*Given records*.
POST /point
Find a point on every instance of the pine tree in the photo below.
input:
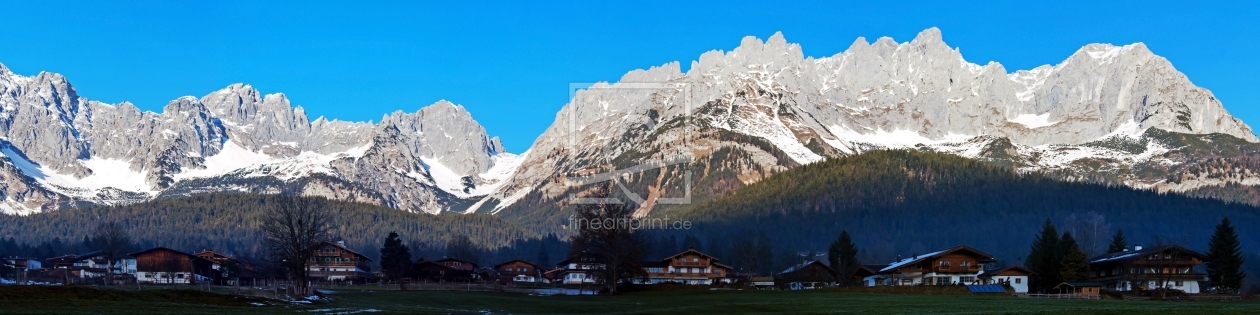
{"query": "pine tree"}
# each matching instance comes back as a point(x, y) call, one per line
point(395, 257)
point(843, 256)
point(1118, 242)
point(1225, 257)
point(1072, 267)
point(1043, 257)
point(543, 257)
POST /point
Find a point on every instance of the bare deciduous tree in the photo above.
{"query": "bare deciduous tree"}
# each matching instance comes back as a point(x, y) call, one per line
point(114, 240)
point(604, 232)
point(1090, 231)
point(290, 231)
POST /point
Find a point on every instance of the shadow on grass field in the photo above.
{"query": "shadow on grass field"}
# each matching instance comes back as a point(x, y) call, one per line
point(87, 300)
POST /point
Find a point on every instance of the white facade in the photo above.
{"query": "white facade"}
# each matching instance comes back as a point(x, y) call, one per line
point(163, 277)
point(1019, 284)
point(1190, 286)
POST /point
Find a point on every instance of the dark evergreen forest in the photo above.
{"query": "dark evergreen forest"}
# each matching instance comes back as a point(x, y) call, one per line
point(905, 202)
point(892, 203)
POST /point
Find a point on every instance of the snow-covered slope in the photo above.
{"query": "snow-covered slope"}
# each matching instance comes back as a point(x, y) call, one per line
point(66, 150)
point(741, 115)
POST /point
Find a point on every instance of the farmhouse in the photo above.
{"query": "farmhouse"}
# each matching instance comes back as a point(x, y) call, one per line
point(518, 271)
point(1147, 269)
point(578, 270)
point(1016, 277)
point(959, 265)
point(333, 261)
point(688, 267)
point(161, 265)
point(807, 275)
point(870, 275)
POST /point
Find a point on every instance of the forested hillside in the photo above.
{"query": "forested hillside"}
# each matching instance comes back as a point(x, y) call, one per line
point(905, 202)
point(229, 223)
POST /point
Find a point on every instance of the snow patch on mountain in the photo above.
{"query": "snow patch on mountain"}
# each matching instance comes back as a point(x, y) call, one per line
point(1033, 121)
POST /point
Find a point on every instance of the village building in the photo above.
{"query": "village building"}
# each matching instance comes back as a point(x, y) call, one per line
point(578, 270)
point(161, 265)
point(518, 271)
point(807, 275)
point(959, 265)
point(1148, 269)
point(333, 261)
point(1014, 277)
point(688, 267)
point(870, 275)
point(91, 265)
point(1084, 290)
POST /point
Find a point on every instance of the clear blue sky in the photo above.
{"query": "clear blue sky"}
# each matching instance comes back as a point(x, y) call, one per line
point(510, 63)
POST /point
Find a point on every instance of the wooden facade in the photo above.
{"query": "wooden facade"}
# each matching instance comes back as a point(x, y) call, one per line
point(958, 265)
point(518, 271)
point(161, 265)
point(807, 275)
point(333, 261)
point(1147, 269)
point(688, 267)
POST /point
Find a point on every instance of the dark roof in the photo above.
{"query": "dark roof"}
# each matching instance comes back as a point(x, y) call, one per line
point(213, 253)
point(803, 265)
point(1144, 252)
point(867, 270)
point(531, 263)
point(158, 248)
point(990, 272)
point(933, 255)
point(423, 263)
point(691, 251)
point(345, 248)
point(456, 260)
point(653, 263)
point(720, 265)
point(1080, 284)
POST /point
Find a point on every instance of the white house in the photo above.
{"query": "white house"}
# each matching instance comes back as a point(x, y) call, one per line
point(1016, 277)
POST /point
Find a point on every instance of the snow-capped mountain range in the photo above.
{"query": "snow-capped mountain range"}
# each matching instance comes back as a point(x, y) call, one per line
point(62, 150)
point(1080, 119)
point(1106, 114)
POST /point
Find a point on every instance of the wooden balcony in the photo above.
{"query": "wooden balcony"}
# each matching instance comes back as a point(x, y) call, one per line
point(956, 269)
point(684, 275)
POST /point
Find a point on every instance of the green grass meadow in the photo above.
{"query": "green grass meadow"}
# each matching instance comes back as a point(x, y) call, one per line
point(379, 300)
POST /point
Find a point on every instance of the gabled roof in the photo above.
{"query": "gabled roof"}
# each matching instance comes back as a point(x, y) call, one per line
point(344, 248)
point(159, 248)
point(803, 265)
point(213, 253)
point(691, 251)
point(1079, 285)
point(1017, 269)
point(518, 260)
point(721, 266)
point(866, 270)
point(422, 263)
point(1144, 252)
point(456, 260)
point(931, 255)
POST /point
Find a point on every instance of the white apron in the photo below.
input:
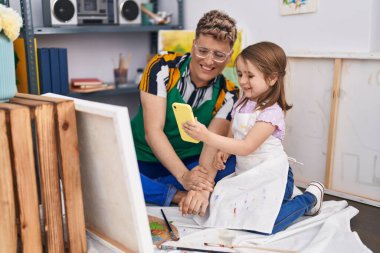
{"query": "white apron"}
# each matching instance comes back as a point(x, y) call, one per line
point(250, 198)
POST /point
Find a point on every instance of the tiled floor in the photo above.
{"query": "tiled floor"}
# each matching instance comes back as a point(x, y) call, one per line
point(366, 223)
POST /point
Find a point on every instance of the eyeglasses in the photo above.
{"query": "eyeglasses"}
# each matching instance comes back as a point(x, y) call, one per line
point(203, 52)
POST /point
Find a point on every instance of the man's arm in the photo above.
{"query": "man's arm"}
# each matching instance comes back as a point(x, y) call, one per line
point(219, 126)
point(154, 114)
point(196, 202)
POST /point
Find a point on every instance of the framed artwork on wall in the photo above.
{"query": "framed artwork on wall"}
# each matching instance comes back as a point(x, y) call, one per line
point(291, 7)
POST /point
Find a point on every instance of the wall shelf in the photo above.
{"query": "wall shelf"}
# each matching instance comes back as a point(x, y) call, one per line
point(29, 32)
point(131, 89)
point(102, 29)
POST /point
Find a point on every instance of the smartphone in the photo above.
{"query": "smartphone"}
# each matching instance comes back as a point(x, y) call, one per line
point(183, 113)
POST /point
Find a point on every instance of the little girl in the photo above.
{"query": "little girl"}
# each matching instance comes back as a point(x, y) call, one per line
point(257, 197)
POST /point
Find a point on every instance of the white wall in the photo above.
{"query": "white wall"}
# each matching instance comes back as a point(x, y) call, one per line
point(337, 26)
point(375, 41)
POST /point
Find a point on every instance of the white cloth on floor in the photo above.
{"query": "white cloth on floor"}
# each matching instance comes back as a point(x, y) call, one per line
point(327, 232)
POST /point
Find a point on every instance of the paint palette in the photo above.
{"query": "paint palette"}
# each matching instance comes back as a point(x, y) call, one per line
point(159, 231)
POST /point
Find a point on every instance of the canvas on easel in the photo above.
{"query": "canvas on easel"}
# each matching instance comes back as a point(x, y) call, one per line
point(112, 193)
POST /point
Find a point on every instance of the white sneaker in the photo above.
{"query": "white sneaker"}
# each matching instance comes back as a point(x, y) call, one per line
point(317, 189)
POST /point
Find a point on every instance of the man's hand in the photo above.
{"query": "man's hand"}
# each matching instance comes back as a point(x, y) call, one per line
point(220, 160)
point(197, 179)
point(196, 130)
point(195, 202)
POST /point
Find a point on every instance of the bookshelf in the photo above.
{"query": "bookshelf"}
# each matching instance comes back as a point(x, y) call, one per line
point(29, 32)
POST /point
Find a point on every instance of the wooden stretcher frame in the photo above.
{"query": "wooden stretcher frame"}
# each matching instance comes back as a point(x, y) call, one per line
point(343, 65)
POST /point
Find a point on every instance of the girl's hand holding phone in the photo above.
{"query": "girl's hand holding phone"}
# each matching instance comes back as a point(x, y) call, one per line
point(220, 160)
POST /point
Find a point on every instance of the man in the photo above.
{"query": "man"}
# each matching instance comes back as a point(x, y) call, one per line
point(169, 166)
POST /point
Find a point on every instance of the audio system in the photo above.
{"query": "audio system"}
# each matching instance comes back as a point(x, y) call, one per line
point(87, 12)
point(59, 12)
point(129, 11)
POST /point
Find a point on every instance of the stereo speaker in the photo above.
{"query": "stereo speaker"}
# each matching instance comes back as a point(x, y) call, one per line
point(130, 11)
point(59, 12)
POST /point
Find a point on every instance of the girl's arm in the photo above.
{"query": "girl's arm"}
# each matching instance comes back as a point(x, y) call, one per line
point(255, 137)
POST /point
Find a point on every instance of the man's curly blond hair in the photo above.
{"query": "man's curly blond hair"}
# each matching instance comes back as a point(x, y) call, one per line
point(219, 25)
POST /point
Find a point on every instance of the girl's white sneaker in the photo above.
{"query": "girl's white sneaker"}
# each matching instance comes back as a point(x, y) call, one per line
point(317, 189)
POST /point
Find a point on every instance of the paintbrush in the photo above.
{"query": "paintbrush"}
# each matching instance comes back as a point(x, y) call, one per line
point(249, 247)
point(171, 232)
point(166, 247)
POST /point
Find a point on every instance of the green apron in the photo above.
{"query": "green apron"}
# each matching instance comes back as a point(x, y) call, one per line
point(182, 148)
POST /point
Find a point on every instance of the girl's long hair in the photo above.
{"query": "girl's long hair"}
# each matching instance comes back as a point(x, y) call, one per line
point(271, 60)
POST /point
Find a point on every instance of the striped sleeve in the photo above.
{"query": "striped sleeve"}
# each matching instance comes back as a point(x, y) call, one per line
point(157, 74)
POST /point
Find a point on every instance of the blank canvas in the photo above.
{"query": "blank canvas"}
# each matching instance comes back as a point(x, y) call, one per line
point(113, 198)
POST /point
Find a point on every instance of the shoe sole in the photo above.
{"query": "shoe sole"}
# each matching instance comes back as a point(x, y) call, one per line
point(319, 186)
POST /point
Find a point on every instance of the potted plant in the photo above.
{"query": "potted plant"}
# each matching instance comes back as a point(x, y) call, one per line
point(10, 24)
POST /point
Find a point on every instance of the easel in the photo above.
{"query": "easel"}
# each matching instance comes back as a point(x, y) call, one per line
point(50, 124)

*Goal of the exercise*.
Rewrite the lines from the very first one through the line containing "point(1190, 286)", swapping "white facade" for "pale facade" and leaving everything else unchanged. Omit the pictures from your answer.

*The result*.
POST /point
Find a point on every instance of the pine tree in the photo below.
input:
{"query": "pine tree"}
# each matching instance comes back as a point(x, y) call, one per line
point(395, 257)
point(843, 256)
point(1118, 242)
point(1225, 257)
point(1072, 267)
point(1043, 257)
point(543, 257)
POST /point
Find a point on every instance of the bare deciduous tree in the photo above.
{"query": "bare deciduous tree"}
# each matching instance comes back as a point(x, y) call, one per line
point(114, 240)
point(604, 232)
point(1090, 231)
point(290, 231)
POST /point
Find a point on every instance of the shadow on grass field in the photo above.
{"query": "shadow on grass field"}
# each matching instance comes back as a point(x, y) call, one per line
point(87, 300)
POST /point
Find a point on every instance of the pale facade in the photo above.
{"query": "pale facade"}
# each matching instance comes back as a point(x, y) call, one per line
point(163, 277)
point(1019, 284)
point(1190, 286)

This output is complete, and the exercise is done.